WHAT THE EXERCISE ASKS ▸ Return the records below exactly; pictures stay out.

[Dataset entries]
----------

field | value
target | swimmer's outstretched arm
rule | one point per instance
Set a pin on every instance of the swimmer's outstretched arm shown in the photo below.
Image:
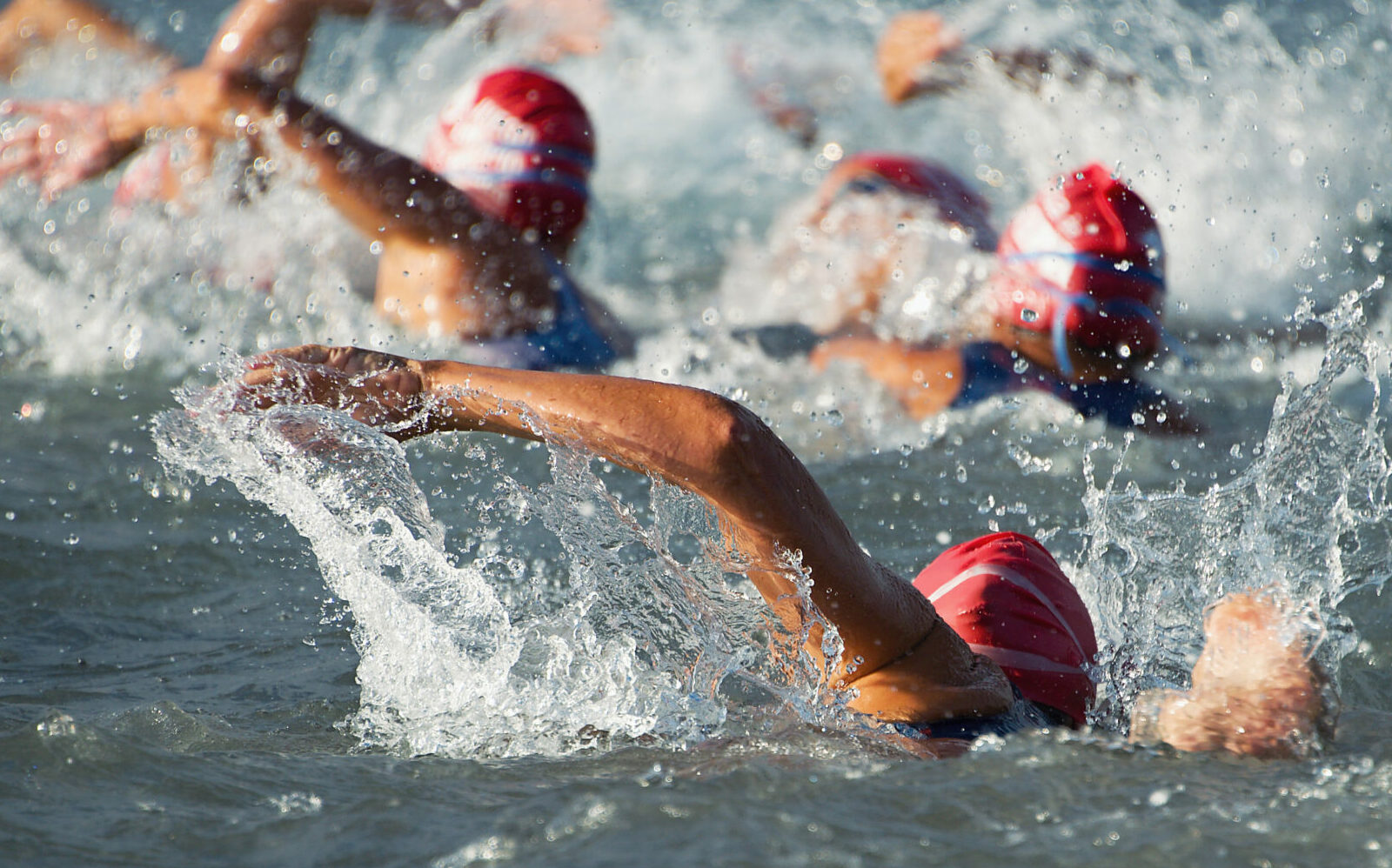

----------

TASK RESULT ▸
field | value
target | swimmer's outstretched arm
rule | one point per instance
Set a pin on every instance of the swimmer's outstretched arm shown in the photo below.
Image:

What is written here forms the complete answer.